[O que produzir] No trecho sobre a saída de Gabriela Prioli do programa O Grande Debate, quanto subiram em 24h as buscas pela explicação do termo ‘mansplaining’?

:: Trecho

A polêmica em torno do afastamento da advogada e (agora ex) participante do programa O Grande Debate, da CNN Brasil, Gabriela Prioli, reacendeu a questão.
Prioli, que é advogada criminalista e mestre em Direito Penal pela Universidade de São Paulo (USP), estava participando do programa que discutia sobre a decisão de relaxamento da prisão preventiva de ex-deputado Eduardo Cunha, face à pandemia do novo coronavírus. Em um debate, espera-se ter opiniões opostas, nem sempre populares, justamente para ter uma discussão. No entanto, enquanto Prioli tentava argumentar seu ponto de vista, baseado nas leis, tanto o apresentador Reinaldo Gottino quanto o comentarista Tomé Adduch atropelavam sua fala e não deixavam a advogada concluir uma frase ou pensamento. Irritada, ela foi às redes desabafar.
1- Queridos antigos e novos amigos, os últimos dois dias foram de muita reflexão.
Não é fácil ser firme no início de um projeto profissional, mas é impossível não me comportar segundo aquilo que eu defendo, apesar das possíveis consequências.
— Gabriela Prioli (@GabrielaPrioli) March 29, 2020
O assunto imediatamente viralizou e se tornou notícia, principalmente quando Prioli comunicou em seguida que decidiu deixar o programa. Ela usou o twitter para oficializar sua decisão, confirmada e acatada pelo canal. Ainda se espera como ela será aproveitada em outros jornais ou programas.
A partir desses fatos, as pesquisas no Google ganharam um outro perfil. As buscas pela explicação do termo ‘mansplaining’ subiram 495% em 24h. Dentre as perguntas mais elaboradas dos últimos dias estão: ‘que é ‘mansplanning’ e o que é manterrupting”?

::::
:: Dados exibidos

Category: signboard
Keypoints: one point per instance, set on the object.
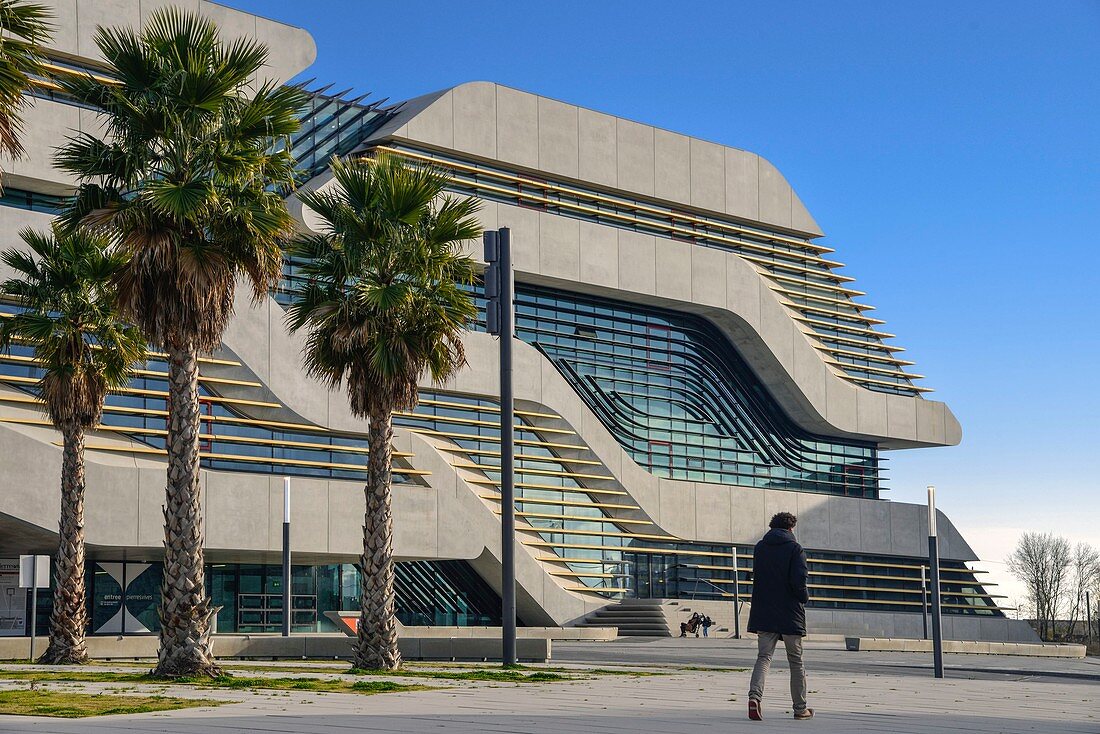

::::
:: Dados exibidos

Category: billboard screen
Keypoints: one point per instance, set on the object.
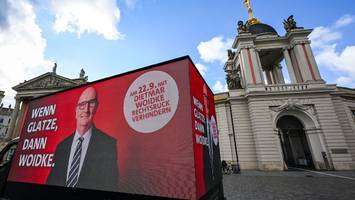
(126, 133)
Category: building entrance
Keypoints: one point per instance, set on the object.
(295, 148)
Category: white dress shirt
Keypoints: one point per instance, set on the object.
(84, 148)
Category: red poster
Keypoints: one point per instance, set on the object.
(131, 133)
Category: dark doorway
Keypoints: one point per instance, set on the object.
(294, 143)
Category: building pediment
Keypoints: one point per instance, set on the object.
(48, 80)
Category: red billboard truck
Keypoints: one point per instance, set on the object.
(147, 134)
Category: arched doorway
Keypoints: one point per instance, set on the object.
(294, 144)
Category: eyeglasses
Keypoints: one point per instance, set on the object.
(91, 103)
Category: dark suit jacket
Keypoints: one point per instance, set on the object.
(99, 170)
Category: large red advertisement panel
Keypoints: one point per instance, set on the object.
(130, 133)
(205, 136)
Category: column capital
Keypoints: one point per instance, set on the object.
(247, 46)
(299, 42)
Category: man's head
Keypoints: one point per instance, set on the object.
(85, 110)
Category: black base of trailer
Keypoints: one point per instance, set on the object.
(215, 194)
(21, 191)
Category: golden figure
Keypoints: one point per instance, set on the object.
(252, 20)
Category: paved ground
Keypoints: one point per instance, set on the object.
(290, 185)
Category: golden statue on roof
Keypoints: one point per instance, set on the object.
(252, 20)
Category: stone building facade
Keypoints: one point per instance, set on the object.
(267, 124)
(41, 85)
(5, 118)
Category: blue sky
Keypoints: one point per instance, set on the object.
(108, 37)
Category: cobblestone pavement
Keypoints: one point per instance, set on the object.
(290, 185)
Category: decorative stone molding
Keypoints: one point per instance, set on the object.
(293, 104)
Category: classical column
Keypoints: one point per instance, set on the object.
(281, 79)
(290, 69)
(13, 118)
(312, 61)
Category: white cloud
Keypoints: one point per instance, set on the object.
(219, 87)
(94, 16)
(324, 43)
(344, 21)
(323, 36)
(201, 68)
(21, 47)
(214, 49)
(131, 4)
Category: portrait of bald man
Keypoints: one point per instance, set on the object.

::::

[Espaço da resposta] Subiram 495%.